* **WHAT YOU ARE ASKED TO DO**
Report how many lines in the rows below contain the string "forest", treating uppercase and lowercase as different. Give only the number.

Location labeling records:
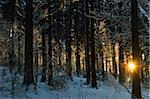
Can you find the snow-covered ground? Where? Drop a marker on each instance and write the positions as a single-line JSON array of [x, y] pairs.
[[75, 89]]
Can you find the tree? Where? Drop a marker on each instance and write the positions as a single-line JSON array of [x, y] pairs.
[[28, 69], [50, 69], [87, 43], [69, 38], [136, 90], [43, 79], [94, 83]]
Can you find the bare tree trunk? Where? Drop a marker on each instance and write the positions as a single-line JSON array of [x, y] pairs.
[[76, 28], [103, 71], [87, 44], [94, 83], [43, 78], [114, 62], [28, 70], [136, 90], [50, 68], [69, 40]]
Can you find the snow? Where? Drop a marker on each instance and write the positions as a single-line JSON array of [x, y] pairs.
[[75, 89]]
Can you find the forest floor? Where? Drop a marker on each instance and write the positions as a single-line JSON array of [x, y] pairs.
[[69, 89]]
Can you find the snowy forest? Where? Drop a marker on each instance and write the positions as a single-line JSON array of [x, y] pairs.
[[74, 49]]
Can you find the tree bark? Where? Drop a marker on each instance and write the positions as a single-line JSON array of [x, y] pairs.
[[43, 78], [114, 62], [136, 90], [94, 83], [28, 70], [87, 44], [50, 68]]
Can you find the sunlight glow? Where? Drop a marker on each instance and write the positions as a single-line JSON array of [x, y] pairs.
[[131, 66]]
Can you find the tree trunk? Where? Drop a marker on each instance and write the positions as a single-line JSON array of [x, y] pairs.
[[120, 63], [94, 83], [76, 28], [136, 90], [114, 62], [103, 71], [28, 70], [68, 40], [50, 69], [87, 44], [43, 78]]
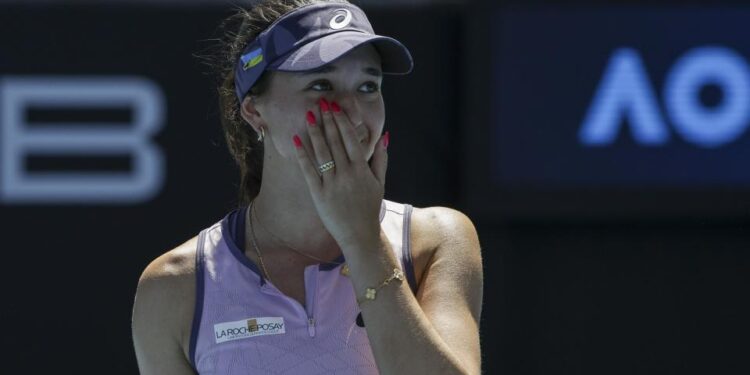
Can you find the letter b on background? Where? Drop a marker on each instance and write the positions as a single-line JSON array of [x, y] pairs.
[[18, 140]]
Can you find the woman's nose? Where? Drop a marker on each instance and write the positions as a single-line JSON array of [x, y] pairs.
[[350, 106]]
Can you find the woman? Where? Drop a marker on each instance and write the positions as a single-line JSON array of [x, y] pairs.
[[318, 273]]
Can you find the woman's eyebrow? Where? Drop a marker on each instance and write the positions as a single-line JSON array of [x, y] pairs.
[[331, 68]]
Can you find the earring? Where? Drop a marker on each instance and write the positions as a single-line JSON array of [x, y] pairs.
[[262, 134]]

...

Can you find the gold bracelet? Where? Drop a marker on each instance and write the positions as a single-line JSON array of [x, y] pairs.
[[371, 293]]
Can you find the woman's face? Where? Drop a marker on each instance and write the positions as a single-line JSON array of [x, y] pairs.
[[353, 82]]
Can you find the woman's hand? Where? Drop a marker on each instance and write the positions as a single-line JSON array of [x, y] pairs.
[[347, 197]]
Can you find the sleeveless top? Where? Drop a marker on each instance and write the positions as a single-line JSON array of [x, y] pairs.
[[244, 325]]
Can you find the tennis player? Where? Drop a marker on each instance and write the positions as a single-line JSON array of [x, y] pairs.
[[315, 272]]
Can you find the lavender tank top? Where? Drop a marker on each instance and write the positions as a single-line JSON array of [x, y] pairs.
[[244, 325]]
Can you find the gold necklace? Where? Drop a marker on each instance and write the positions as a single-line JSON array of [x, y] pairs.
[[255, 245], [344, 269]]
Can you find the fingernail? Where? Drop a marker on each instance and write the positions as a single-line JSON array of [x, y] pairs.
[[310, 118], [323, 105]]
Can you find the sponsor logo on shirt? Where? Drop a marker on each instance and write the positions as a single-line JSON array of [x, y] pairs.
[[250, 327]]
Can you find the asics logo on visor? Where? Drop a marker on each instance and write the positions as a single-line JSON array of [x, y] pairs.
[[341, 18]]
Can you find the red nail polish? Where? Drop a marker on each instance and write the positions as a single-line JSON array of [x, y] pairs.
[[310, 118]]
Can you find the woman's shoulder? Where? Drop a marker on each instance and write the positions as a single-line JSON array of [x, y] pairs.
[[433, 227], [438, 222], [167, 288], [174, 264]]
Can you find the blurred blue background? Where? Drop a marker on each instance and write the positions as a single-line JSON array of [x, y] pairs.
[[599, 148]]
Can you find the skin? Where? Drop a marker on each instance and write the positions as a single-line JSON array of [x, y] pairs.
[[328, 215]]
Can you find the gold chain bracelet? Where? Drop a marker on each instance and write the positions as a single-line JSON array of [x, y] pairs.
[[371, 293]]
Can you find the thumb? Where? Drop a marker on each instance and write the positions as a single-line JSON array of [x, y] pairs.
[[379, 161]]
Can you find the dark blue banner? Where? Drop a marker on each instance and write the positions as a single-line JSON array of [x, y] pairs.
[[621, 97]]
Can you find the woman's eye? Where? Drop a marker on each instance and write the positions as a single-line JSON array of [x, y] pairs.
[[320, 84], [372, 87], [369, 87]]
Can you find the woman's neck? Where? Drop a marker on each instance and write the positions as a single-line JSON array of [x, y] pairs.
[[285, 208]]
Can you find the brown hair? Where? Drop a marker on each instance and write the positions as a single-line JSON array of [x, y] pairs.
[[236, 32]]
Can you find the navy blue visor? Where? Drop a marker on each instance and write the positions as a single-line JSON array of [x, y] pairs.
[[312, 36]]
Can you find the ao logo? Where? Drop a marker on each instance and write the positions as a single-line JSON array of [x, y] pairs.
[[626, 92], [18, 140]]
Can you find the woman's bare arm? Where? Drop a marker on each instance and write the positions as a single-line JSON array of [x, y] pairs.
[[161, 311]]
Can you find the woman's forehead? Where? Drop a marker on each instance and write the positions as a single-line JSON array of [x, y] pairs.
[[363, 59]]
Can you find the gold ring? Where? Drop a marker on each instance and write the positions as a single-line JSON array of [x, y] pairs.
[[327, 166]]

...

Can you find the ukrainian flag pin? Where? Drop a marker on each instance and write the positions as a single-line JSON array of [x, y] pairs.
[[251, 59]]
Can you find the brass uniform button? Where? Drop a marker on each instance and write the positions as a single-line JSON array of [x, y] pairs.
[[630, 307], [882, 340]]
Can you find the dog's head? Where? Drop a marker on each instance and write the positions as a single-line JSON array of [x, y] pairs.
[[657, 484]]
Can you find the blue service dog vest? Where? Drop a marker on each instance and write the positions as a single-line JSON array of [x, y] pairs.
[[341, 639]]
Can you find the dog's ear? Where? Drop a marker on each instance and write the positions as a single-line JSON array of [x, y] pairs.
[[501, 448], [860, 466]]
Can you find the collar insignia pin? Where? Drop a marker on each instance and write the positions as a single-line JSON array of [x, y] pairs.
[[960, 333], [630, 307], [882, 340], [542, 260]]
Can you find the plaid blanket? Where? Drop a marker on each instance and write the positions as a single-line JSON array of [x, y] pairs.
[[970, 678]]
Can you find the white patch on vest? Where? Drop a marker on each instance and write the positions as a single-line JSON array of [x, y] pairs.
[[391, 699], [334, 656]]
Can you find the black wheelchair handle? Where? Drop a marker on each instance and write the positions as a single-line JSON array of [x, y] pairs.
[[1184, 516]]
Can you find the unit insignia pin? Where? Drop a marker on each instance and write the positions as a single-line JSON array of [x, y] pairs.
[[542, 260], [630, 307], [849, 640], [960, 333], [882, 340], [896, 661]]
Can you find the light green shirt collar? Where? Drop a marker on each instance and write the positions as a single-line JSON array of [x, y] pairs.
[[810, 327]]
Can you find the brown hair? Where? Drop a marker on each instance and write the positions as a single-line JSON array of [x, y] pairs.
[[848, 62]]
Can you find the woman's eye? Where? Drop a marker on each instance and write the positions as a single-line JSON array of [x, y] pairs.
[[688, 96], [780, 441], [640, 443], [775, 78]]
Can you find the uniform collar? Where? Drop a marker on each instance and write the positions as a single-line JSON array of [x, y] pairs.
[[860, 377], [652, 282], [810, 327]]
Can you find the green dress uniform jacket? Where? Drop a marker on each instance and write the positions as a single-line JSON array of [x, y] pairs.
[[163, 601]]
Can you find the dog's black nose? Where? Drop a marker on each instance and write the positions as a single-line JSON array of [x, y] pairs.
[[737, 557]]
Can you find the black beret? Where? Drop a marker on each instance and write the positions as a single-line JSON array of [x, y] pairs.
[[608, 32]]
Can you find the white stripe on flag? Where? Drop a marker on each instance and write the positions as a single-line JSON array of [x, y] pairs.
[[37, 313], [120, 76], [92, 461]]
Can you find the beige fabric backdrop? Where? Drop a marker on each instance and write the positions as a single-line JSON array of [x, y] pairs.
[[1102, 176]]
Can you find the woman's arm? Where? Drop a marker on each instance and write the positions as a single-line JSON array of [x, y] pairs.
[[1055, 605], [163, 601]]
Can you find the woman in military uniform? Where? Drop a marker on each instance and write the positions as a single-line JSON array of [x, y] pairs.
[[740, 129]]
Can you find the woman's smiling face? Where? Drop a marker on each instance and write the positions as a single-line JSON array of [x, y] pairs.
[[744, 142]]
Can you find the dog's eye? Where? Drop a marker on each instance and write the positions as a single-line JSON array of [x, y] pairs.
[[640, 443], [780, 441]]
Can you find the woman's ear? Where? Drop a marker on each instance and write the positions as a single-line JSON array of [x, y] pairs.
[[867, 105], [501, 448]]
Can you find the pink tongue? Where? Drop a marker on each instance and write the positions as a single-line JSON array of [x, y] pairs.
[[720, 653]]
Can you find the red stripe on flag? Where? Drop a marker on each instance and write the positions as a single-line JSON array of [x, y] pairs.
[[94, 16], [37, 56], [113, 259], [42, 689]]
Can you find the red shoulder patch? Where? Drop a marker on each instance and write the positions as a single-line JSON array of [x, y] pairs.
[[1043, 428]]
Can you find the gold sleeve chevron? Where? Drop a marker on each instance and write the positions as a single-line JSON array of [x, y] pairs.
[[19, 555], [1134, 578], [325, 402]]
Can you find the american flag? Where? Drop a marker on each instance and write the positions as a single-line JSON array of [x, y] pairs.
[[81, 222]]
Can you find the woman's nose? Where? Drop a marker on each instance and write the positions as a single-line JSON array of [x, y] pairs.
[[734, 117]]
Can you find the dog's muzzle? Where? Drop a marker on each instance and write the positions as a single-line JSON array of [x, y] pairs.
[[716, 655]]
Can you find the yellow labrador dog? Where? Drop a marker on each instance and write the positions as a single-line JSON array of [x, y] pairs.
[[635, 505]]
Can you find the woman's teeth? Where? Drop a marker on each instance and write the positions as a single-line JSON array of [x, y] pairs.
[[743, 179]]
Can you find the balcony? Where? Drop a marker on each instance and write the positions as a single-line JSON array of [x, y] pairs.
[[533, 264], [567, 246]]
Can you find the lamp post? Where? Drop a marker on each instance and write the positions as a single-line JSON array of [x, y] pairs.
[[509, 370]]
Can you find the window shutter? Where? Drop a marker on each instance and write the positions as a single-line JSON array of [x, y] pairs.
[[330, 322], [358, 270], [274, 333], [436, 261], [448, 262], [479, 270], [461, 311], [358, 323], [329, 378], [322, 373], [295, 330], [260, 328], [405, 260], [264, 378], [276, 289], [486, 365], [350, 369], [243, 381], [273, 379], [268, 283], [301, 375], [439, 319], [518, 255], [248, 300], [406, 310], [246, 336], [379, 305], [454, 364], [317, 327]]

* **OUTPUT OF THE EXERCISE**
2